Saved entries
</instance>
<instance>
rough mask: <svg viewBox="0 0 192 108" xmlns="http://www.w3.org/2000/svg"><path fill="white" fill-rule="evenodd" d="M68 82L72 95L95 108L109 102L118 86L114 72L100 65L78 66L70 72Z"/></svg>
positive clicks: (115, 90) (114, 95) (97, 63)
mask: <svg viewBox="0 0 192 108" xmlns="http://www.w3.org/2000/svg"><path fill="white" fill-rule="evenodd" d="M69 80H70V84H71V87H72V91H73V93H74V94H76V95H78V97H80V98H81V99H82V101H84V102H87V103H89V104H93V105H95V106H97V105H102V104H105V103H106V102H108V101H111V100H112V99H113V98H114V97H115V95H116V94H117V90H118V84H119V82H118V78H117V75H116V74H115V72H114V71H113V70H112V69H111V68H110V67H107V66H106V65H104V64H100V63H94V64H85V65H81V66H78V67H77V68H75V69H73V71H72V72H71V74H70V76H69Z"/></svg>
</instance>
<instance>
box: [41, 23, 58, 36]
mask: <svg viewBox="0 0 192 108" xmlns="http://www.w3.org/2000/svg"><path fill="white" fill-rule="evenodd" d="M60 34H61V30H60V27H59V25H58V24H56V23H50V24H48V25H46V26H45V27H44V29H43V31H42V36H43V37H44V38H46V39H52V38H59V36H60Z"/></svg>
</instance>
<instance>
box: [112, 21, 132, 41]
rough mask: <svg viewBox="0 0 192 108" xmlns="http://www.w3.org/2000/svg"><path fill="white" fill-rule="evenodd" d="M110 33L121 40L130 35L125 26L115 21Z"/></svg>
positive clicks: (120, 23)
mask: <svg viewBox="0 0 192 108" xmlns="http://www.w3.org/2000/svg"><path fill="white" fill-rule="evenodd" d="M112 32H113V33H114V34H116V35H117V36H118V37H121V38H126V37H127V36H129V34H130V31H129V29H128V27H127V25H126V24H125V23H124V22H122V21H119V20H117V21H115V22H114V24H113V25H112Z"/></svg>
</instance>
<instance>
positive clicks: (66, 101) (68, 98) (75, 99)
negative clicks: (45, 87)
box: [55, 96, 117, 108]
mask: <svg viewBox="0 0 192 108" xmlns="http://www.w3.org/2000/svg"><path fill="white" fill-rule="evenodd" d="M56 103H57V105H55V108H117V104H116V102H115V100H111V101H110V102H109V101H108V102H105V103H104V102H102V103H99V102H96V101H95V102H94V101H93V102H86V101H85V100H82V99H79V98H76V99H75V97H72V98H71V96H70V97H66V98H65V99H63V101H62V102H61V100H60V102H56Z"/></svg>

* [TASK]
Beginning of the records through the line with "82L72 95L95 108L109": return that span exactly and stop there.

* [OUTPUT FOR THIS TASK]
</instance>
<instance>
rough mask: <svg viewBox="0 0 192 108" xmlns="http://www.w3.org/2000/svg"><path fill="white" fill-rule="evenodd" d="M68 82L72 95L95 108L109 102L118 86L114 72L100 65L78 66L70 72Z"/></svg>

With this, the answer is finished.